*TEXT EXCERPT*
>> Begin

# muay thai good for multiple opponents?



## Hamza

Can muay thai be used for multiple people?  Please give a detailed answer with reasons. Say for example 10 people and your a master in muay thai but the 10 people are just street guys with not much fighting experience


----------



## K-man

I would suggest that Muay Thai would be as effective as any high level martial art, but once you introduce multiple attackers the dynamics change. To expect any martial art to deliver you from ten committed attackers is a huge ask. Even taking on ten attackers sequentially would be difficult and a situation where you are being attacked by several attackers simultaneously becomes nightmare material. :asian:


----------



## Hamza

Hahahaha it would be a nightmare for sure  I read this article in which a guy beat up 20 people and the story ain't fake


----------



## Cyriacus

The 10 guys wont fight you. Theyll just beat you down. I can provide you with videos of groups of 3-5, sometimes more sometimes less people just going in with their 'untrained' ways and the recipient not standing a snowballs chance in hell. Of course it can be done, but that has less to do with martial training and more to do with either retreat, or the 'attackers' sucking at the whole attacking thing. A year ago there was this popular video of some asian guy being gang bashed in an alley, who could still walk and talk at the end of it. I didnt even see any blood drawn. In that kinda situation, there could have been triple the attackers and it still wouldnt have been too hard for a trained or untrained person who was willing to fight their way out of it. So why do you figure they picked someone they knew wouldnt.

>> End

*DATA EXTRACT*
>> Begin

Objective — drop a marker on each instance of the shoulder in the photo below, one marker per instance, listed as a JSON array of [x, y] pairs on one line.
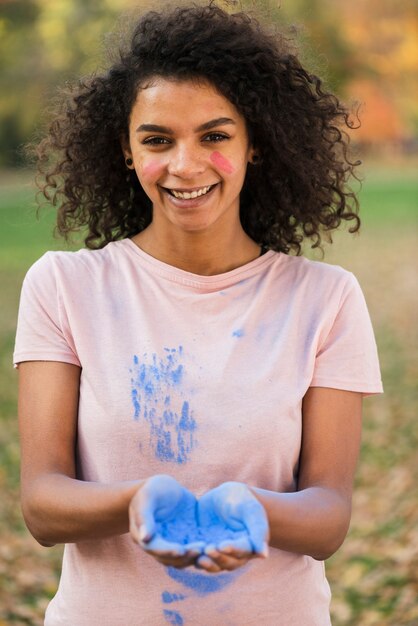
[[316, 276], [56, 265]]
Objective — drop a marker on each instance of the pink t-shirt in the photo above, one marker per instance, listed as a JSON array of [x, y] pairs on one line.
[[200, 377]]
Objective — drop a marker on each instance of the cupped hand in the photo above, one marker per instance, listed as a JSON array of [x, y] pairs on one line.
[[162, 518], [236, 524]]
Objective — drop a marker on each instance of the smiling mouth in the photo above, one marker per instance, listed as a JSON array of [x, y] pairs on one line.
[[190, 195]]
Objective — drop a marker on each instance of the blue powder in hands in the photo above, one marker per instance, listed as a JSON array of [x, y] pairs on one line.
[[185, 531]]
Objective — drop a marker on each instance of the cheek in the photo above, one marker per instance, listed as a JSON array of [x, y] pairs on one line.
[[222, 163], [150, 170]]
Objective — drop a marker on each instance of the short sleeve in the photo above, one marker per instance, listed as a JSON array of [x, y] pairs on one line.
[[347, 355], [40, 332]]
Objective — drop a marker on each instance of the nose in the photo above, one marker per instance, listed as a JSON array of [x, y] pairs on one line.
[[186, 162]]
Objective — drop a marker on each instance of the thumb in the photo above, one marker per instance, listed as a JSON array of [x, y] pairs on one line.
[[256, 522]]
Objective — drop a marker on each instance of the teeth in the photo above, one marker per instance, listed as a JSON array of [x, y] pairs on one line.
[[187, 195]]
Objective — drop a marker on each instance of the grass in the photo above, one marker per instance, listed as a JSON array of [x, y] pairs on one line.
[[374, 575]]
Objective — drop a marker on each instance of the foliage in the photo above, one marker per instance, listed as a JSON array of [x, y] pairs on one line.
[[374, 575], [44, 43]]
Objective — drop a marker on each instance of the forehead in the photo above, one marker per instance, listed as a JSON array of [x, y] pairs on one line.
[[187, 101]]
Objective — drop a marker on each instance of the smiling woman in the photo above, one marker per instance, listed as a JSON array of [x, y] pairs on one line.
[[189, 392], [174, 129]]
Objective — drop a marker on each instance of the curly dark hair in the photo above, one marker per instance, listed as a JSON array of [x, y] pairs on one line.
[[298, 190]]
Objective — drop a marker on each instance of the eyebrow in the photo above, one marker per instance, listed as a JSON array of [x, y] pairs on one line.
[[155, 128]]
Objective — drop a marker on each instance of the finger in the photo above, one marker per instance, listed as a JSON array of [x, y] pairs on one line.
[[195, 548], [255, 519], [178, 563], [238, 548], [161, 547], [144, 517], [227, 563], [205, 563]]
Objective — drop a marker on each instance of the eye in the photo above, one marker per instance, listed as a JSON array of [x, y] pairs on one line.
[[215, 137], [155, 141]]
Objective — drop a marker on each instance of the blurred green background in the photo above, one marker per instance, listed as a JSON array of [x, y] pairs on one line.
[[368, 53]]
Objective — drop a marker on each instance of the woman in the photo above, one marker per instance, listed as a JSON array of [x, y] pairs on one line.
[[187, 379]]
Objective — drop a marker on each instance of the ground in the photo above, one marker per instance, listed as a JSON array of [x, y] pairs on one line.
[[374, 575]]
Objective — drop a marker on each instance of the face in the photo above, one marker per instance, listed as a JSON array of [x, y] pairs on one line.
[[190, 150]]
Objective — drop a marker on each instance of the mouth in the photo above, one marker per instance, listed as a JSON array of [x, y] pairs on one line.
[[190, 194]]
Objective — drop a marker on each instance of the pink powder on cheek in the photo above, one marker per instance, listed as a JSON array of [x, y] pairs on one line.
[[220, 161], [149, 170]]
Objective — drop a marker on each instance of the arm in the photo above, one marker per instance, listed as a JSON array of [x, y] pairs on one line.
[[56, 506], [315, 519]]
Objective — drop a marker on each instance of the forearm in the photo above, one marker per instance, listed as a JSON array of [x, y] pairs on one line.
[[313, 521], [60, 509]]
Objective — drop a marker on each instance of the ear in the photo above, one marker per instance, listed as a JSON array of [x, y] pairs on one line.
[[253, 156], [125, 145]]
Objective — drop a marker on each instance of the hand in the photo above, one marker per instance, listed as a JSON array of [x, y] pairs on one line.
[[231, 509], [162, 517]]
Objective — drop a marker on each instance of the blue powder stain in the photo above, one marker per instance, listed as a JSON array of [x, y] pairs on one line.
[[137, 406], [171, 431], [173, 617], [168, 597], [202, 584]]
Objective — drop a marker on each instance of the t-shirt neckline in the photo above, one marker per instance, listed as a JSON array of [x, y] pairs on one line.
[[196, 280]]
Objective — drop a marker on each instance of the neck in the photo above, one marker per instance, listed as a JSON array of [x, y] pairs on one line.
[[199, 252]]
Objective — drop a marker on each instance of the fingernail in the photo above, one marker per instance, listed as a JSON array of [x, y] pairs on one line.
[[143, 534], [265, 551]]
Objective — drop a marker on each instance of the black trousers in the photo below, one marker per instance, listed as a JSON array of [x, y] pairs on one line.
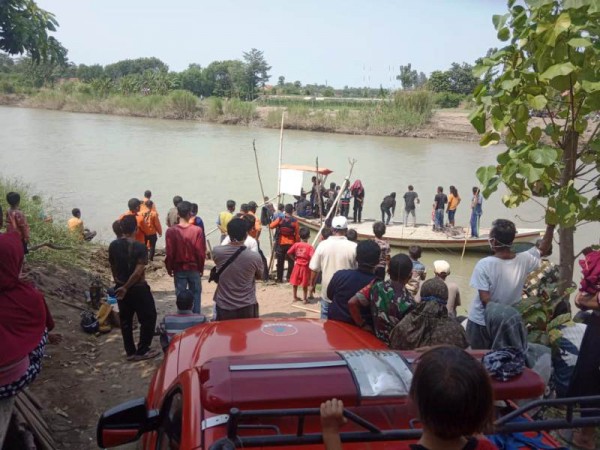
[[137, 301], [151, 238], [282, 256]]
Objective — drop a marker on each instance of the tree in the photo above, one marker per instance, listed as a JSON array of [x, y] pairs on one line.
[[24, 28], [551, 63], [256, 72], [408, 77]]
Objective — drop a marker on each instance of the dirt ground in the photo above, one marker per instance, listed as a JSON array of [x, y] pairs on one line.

>> End

*EXERCISE*
Write out, word for word, the passage of the muay thai thread that opens with the words containing "The 10 guys" and closes with "they knew wouldnt.". The items have no connection to the muay thai thread.

*EXERCISE ANSWER*
The 10 guys wont fight you. Theyll just beat you down. I can provide you with videos of groups of 3-5, sometimes more sometimes less people just going in with their 'untrained' ways and the recipient not standing a snowballs chance in hell. Of course it can be done, but that has less to do with martial training and more to do with either retreat, or the 'attackers' sucking at the whole attacking thing. A year ago there was this popular video of some asian guy being gang bashed in an alley, who could still walk and talk at the end of it. I didnt even see any blood drawn. In that kinda situation, there could have been triple the attackers and it still wouldnt have been too hard for a trained or untrained person who was willing to fight their way out of it. So why do you figure they picked someone they knew wouldnt.